文書本文 ▸
┌────────
MySQL 8.0 リファレンスマニュアル


6.4.1.9 ソケットピア資格証明プラガブル認証

サーバー側 auth_socket 認証プラグインは、Unix ソケットファイルを介してローカルホストから接続するクライアントを認証します。 このプラグインは SO_PEERCRED ソケットオプションを使用して、クライアントプログラムを実行しているユーザーに関する情報を取得します。 したがって、プラグインは、Linux など、SO_PEERCRED オプションをサポートするシステムでのみ使用できます。

このプラグインのソースコードは、ロード可能な認証プラグインを記述する方法を示す比較的単純な例として調査できます。

次の表には、プラグインおよびライブラリファイルの名前を示します。 ファイルは、plugin_dir システム変数で指定されたディレクトリに配置する必要があります。

表 6.21 ソケットピア資格証明認証のプラグインおよびライブラリ名

プラグインまたはファイル プラグインまたはファイル名
サーバー側プラグイン auth_socket
クライアント側プラグイン なし (説明を参照してください)
└────────
やること ▸
1. 次の (a)〜(c) がソケットピア資格証明認証の本文と一致するかを「はい」か「いいえ」で答え、根拠となる本文の語句をそのまま引用せよ。
(a) auth_socket プラグインは、リモートホストから接続するクライアントを認証する。
(b) プラグインのファイルは、plugin_dir システム変数で指定されたディレクトリに置く必要がある。
(c) クライアント側プラグインの名前は auth_socket である。
2. ソケットピア資格証明認証の本文を、表の最後の行に続けて書け。

(セグメンテーションマスクデータ)
┌────────
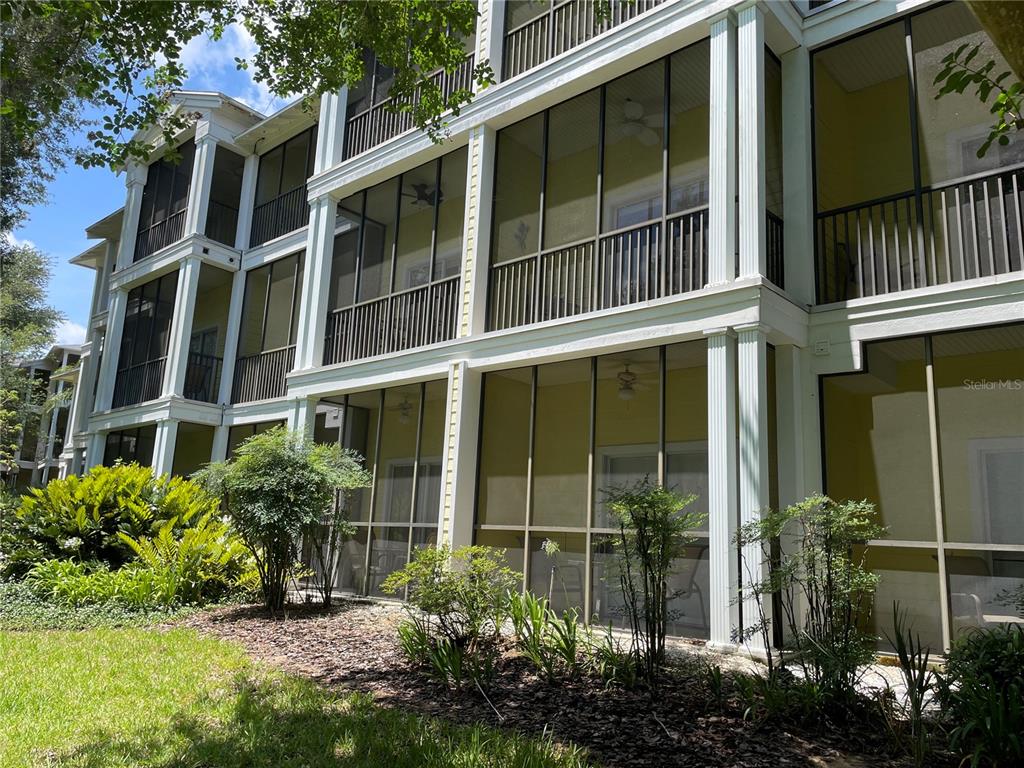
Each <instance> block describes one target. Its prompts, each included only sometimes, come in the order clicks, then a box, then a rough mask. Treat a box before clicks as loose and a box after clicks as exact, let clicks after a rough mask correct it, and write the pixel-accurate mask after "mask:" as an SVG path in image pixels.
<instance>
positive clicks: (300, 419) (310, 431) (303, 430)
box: [288, 397, 316, 439]
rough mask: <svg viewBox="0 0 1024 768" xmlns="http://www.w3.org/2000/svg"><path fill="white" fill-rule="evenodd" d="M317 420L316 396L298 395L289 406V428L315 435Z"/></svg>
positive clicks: (308, 434) (288, 421)
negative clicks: (314, 433) (313, 428)
mask: <svg viewBox="0 0 1024 768" xmlns="http://www.w3.org/2000/svg"><path fill="white" fill-rule="evenodd" d="M315 420H316V398H315V397H296V398H295V399H293V400H292V401H291V402H290V403H289V406H288V428H289V429H290V430H292V431H293V432H298V433H299V434H301V435H303V436H306V437H309V438H310V439H311V438H312V436H313V427H314V426H315Z"/></svg>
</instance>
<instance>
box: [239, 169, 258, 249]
mask: <svg viewBox="0 0 1024 768" xmlns="http://www.w3.org/2000/svg"><path fill="white" fill-rule="evenodd" d="M258 172H259V156H258V155H249V156H248V157H247V158H246V164H245V166H244V167H243V169H242V194H241V195H240V196H239V224H238V226H237V227H236V229H234V248H236V250H239V251H244V250H246V249H247V248H249V236H250V233H251V232H252V225H253V223H252V222H253V206H254V205H255V204H256V176H257V174H258Z"/></svg>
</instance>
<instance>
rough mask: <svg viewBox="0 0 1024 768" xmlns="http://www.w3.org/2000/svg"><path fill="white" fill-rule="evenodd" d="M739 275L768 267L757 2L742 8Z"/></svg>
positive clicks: (763, 14) (763, 36)
mask: <svg viewBox="0 0 1024 768" xmlns="http://www.w3.org/2000/svg"><path fill="white" fill-rule="evenodd" d="M737 18H738V35H737V37H738V44H737V57H738V61H739V65H738V86H739V103H738V114H737V116H736V117H737V119H738V125H739V128H738V135H739V189H738V194H739V275H740V276H741V278H754V276H757V275H762V274H765V272H766V271H767V264H768V259H767V252H766V245H765V243H766V237H767V228H768V223H767V220H766V219H765V215H766V214H765V211H766V208H765V201H766V195H767V194H766V188H765V178H766V177H765V17H764V11H762V10H761V7H760V6H759V5H758V4H757V3H756V2H751V3H750V4H749V5H744V6H742V7H740V8H739V11H738V13H737Z"/></svg>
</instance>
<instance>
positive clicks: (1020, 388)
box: [964, 379, 1024, 392]
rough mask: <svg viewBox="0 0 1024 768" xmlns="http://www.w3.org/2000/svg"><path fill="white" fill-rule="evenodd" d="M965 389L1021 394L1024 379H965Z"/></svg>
mask: <svg viewBox="0 0 1024 768" xmlns="http://www.w3.org/2000/svg"><path fill="white" fill-rule="evenodd" d="M964 388H965V389H976V390H983V391H989V392H990V391H996V390H1001V391H1009V392H1019V391H1021V390H1024V379H964Z"/></svg>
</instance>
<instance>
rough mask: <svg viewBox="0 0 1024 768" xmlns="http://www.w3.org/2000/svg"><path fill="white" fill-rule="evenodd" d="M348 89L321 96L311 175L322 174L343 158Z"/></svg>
mask: <svg viewBox="0 0 1024 768" xmlns="http://www.w3.org/2000/svg"><path fill="white" fill-rule="evenodd" d="M347 106H348V88H344V87H343V88H342V89H341V90H339V91H338V92H337V93H325V94H324V95H322V96H321V119H319V124H318V127H317V129H316V155H315V157H314V158H313V173H314V174H315V173H323V172H324V171H327V170H329V169H331V168H334V167H335V166H336V165H338V164H339V163H340V162H341V161H342V160H343V159H344V157H345V110H346V108H347Z"/></svg>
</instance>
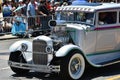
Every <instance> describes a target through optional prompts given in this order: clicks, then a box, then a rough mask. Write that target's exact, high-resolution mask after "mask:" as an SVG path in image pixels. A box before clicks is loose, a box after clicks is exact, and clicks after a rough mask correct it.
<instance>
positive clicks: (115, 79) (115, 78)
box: [106, 75, 120, 80]
mask: <svg viewBox="0 0 120 80" xmlns="http://www.w3.org/2000/svg"><path fill="white" fill-rule="evenodd" d="M106 80H120V75H118V76H114V77H111V78H108V79H106Z"/></svg>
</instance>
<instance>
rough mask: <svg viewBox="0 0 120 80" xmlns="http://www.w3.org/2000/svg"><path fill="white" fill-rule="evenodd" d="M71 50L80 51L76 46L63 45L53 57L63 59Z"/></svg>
mask: <svg viewBox="0 0 120 80" xmlns="http://www.w3.org/2000/svg"><path fill="white" fill-rule="evenodd" d="M72 50H79V51H81V49H80V47H78V46H76V45H73V44H69V45H65V46H63V47H61V48H60V49H59V50H58V51H57V52H56V54H55V55H56V57H64V56H66V55H67V54H68V53H69V52H70V51H72Z"/></svg>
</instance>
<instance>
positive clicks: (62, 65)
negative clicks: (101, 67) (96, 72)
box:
└────────
解答 ▸
1.
(a) いいえ。「Unix ソケットファイルを介してローカルホストから接続するクライアントを認証します」
(b) はい。「ファイルは、plugin_dir システム変数で指定されたディレクトリに配置する必要があります」
(c) いいえ。「クライアント側プラグイン なし (説明を参照してください)」

2.
ライブラリファイル auth_socket.so

次の各セクションでは、ソケットプラガブル認証に固有のインストールおよび使用方法について説明します:

MySQL のプラガブル認証に関する一般的な情報については、セクション6.2.17「プラガブル認証」を参照してください。

ソケットプラガブル認証のインストール

このセクションでは、ソケット認証プラグインをインストールする方法について説明します。 プラグインのインストールについての一般的な情報は、セクション5.6.1「プラグインのインストールおよびアンインストール」を参照してください。

サーバーで使用できるようにするには、プラグインライブラリファイルを MySQL プラグインディレクトリ (plugin_dir システム変数で指定されたディレクトリ) に配置する必要があります。 必要に応じて、サーバーの起動時に plugin_dir の値を設定してプラグインディレクトリの場所を構成します。

サーバーの起動時にプラグインをロードするには、--plugin-load-add オプションを使用して、プラグインを含むライブラリファイルに名前を付けます。 このプラグインのロード方式では、サーバーを起動するたびにオプションを指定する必要があります。 たとえば、サーバー my.cnf ファイルに次の行を挿入します:

[mysqld]
plugin-load-add=auth_socket.so

my.cnf を変更したら、新しい設定を有効にするためにサーバーを再起動します。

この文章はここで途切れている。